WHAT IS NEEDED: Nothing in the entries should change; repeat them exactly.

Records from a data source:
□ □ □
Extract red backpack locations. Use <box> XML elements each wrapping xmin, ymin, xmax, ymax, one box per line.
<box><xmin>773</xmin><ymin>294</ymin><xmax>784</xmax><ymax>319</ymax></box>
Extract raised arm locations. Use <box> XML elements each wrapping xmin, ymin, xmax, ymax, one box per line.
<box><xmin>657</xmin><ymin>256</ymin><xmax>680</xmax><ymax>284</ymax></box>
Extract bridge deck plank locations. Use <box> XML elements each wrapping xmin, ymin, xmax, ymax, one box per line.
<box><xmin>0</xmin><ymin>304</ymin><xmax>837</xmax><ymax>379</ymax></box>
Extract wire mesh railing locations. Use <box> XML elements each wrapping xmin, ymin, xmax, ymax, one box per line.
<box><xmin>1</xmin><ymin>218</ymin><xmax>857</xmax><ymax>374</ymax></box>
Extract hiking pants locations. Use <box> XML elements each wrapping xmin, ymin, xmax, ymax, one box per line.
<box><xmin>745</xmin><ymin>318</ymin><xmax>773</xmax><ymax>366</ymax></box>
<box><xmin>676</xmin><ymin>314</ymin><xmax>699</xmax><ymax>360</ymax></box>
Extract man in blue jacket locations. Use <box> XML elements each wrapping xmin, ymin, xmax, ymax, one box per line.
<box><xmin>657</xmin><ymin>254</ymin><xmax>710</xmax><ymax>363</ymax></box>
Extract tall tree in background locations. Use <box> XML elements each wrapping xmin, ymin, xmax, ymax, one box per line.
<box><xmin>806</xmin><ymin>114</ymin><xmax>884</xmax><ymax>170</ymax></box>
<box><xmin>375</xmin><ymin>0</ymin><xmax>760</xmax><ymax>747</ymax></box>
□ □ □
FINISHED EXERCISE:
Extract red backpack locations. Use <box> XML elements each wrapping xmin, ymin, xmax, ymax, one box per line.
<box><xmin>773</xmin><ymin>294</ymin><xmax>784</xmax><ymax>319</ymax></box>
Extract raised arm locations. Use <box> XML elements each wrapping xmin, ymin, xmax, ymax, one box per line.
<box><xmin>657</xmin><ymin>256</ymin><xmax>680</xmax><ymax>284</ymax></box>
Extract bridge deck plank locations. Use <box> XML elements each wrapping xmin, ymin, xmax, ymax, one box per line.
<box><xmin>0</xmin><ymin>304</ymin><xmax>837</xmax><ymax>379</ymax></box>
Extract wire mesh railing locations. Use <box> XML elements each wrapping xmin, ymin, xmax, ymax, one box per line.
<box><xmin>1</xmin><ymin>218</ymin><xmax>857</xmax><ymax>374</ymax></box>
Extract hiking pants locations. Use <box> XML elements each wrapping xmin, ymin, xmax, ymax, one box per line.
<box><xmin>745</xmin><ymin>318</ymin><xmax>773</xmax><ymax>366</ymax></box>
<box><xmin>676</xmin><ymin>314</ymin><xmax>699</xmax><ymax>360</ymax></box>
Extract man in blue jacket locations. Use <box> XML elements each wrapping xmin, ymin, xmax, ymax, one box per line.
<box><xmin>657</xmin><ymin>254</ymin><xmax>710</xmax><ymax>363</ymax></box>
Extract tall tree in background locations. Use <box> XML elements each wrapping xmin, ymin, xmax, ymax, one box per line.
<box><xmin>806</xmin><ymin>114</ymin><xmax>884</xmax><ymax>170</ymax></box>
<box><xmin>375</xmin><ymin>0</ymin><xmax>760</xmax><ymax>747</ymax></box>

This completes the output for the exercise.